» **AIM OF THE EXERCISE**
Update the material below by replacing "round mirror" with "oval mirror" and keeping everything else the same. Leave the pictures out of your answer.

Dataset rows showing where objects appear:
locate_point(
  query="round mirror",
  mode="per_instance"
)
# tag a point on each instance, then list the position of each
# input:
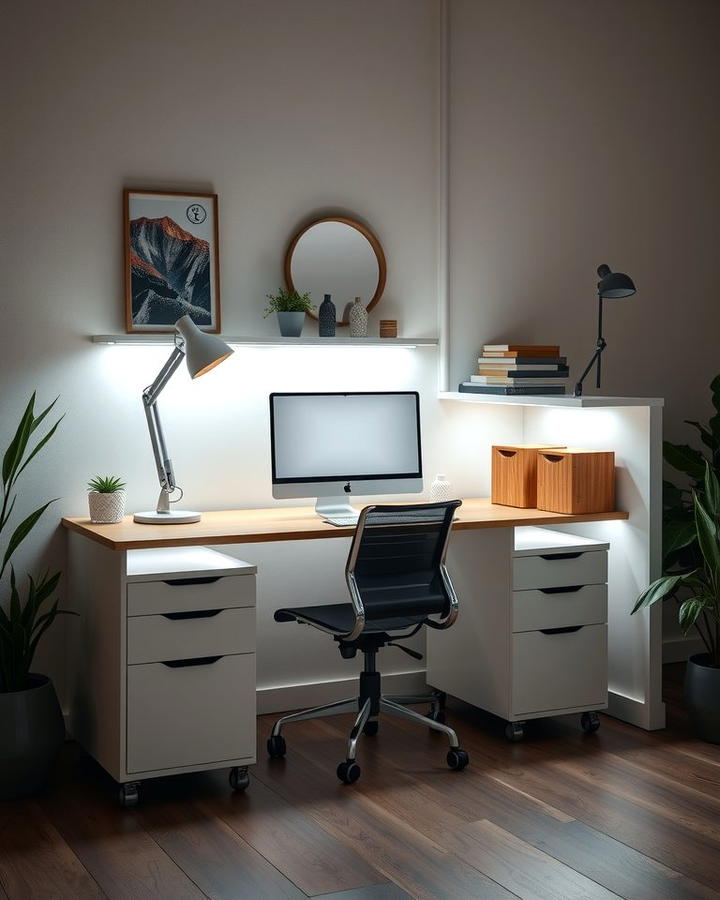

» **OUTPUT**
locate_point(
  query="oval mirror",
  mode="per_instance"
)
# tag a point on each instance, then list the position of each
# input:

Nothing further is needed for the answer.